▶ _What you should do_
Beginning with the line containing "Target: mud flap", give every line again exactly as it is, ending with the last line of the entries.

▶ _Extracted data_
________________________

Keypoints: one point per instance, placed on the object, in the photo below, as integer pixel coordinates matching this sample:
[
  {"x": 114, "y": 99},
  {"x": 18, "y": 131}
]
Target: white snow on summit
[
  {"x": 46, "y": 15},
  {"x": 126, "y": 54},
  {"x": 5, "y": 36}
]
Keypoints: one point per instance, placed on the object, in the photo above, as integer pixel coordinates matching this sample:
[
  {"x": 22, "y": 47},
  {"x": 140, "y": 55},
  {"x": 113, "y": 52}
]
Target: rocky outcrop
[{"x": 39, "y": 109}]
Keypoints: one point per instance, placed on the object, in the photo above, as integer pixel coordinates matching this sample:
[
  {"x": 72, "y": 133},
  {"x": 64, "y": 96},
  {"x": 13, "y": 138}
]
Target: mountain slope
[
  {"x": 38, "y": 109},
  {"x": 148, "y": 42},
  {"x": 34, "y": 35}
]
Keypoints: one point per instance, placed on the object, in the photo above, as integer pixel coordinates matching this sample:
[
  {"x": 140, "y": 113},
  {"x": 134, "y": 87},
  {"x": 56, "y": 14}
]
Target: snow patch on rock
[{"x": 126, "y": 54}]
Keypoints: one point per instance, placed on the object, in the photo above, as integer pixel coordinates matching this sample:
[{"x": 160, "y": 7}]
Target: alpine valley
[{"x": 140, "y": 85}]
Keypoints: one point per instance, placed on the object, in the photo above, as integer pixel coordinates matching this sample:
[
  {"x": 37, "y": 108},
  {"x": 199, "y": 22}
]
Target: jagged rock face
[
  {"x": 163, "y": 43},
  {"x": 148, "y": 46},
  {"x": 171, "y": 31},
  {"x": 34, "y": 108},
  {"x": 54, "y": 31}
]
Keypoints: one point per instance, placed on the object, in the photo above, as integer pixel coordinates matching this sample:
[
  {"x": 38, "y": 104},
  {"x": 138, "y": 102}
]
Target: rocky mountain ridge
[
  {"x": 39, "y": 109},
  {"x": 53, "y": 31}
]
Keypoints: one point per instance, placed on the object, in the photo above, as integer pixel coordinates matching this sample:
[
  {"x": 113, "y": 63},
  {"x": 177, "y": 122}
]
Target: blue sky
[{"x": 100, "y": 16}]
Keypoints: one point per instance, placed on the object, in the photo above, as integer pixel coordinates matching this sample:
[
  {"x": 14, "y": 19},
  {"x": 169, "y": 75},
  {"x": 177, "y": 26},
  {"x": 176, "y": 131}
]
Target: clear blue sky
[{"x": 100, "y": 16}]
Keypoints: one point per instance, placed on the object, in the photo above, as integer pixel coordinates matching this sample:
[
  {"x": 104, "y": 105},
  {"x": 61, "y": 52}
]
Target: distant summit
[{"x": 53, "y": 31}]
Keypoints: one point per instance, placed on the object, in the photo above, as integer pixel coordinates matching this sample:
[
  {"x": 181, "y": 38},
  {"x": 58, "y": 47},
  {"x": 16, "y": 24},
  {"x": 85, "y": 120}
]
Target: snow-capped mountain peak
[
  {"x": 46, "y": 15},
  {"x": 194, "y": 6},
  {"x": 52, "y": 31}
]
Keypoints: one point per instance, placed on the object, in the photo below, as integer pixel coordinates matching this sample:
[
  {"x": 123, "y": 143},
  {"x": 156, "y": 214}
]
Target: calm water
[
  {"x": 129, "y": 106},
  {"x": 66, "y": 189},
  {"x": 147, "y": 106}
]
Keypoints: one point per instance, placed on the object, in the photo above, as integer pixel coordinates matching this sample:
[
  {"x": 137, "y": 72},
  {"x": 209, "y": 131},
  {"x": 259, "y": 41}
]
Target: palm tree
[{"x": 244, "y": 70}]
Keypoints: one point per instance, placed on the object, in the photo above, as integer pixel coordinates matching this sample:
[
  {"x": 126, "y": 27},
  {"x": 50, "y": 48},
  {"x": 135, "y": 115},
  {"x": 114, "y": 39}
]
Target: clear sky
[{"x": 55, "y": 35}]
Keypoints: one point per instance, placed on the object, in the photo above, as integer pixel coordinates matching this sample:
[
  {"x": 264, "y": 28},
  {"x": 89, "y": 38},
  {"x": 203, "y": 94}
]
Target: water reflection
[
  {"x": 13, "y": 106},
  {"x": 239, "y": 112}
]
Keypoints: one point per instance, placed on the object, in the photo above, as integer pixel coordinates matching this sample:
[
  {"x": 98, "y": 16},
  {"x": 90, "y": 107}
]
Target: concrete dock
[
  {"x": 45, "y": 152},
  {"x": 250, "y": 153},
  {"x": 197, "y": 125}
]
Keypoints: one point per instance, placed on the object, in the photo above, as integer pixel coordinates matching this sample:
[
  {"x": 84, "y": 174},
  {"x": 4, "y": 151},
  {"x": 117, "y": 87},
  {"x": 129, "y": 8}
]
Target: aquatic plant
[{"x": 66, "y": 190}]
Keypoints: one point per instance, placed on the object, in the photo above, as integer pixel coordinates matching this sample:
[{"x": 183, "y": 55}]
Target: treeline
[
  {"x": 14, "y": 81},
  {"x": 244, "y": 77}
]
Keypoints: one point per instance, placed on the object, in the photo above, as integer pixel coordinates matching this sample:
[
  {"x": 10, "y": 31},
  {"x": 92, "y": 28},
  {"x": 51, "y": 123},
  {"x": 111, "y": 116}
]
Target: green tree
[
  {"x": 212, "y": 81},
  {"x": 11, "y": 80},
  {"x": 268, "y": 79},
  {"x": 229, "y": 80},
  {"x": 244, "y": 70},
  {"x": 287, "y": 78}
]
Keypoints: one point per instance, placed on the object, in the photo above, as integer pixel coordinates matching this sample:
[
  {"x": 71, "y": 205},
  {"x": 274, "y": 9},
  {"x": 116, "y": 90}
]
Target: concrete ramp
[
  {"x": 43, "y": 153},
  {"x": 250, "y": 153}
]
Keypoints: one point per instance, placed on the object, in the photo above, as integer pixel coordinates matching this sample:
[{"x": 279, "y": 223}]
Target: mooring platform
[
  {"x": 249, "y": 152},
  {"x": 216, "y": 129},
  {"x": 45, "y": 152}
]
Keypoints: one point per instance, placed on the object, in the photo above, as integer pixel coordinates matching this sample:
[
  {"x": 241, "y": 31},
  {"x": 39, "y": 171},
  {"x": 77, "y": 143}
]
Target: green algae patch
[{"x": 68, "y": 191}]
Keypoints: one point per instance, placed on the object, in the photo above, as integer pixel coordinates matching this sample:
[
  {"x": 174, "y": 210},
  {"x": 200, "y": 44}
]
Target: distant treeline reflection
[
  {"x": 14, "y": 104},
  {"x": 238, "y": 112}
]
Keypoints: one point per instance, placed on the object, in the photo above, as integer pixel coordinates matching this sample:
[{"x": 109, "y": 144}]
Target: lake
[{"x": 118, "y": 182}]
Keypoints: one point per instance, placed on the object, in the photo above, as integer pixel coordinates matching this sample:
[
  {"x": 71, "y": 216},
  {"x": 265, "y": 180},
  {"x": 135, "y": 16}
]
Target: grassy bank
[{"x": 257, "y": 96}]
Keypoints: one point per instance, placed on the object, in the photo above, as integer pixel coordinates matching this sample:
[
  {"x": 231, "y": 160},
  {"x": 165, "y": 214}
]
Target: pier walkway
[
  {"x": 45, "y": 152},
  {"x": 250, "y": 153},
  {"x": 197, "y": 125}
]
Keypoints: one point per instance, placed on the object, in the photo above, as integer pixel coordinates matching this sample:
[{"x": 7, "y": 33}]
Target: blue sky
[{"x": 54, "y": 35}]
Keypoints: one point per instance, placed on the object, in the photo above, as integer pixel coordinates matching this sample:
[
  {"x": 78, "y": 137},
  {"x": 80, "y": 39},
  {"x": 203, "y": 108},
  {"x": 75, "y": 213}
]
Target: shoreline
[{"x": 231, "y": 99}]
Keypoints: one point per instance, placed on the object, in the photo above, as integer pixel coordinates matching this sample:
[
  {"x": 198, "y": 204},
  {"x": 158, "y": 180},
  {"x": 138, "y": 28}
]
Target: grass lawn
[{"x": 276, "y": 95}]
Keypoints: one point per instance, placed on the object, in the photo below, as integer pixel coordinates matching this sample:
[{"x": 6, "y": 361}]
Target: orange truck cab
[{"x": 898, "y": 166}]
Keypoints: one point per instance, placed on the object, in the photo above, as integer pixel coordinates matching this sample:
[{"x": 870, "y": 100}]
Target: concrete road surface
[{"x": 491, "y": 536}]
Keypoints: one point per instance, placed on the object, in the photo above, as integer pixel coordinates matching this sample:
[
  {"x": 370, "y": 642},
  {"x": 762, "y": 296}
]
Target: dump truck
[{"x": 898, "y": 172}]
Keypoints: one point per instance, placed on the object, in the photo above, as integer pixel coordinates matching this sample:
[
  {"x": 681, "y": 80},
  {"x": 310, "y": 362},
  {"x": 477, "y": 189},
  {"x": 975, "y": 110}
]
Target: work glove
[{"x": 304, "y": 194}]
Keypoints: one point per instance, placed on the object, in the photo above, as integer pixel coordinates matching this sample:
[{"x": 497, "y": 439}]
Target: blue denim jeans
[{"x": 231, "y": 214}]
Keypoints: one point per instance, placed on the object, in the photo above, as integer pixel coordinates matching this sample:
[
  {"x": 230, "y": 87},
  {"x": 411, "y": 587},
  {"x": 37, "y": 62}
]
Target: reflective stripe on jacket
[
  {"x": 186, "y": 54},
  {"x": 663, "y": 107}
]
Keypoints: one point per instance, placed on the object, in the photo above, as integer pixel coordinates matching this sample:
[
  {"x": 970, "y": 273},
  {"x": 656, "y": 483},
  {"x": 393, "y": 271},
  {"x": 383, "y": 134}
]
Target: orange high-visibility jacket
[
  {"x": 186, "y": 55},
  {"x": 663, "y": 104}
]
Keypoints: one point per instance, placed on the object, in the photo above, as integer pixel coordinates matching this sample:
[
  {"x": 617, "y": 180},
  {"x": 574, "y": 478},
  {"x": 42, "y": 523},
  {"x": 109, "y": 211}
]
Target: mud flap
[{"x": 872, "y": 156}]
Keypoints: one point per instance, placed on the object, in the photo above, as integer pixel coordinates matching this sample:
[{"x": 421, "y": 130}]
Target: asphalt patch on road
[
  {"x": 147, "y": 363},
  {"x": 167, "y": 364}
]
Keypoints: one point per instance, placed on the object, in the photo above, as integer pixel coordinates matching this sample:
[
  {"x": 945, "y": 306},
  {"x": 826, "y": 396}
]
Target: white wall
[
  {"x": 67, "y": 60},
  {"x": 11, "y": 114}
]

________________________

▶ _Response to this task_
Target: mud flap
[{"x": 872, "y": 156}]
Keypoints: one point per instance, placed on the object, in the photo above, as integer pixel coordinates matching this sample:
[{"x": 421, "y": 130}]
Target: asphalt patch on road
[
  {"x": 147, "y": 363},
  {"x": 167, "y": 364}
]
Keypoints: one point per instance, placed on the object, in the photo above, as integer pixel coordinates matching this sample:
[
  {"x": 945, "y": 306},
  {"x": 826, "y": 396}
]
Target: white wall
[
  {"x": 67, "y": 60},
  {"x": 11, "y": 114}
]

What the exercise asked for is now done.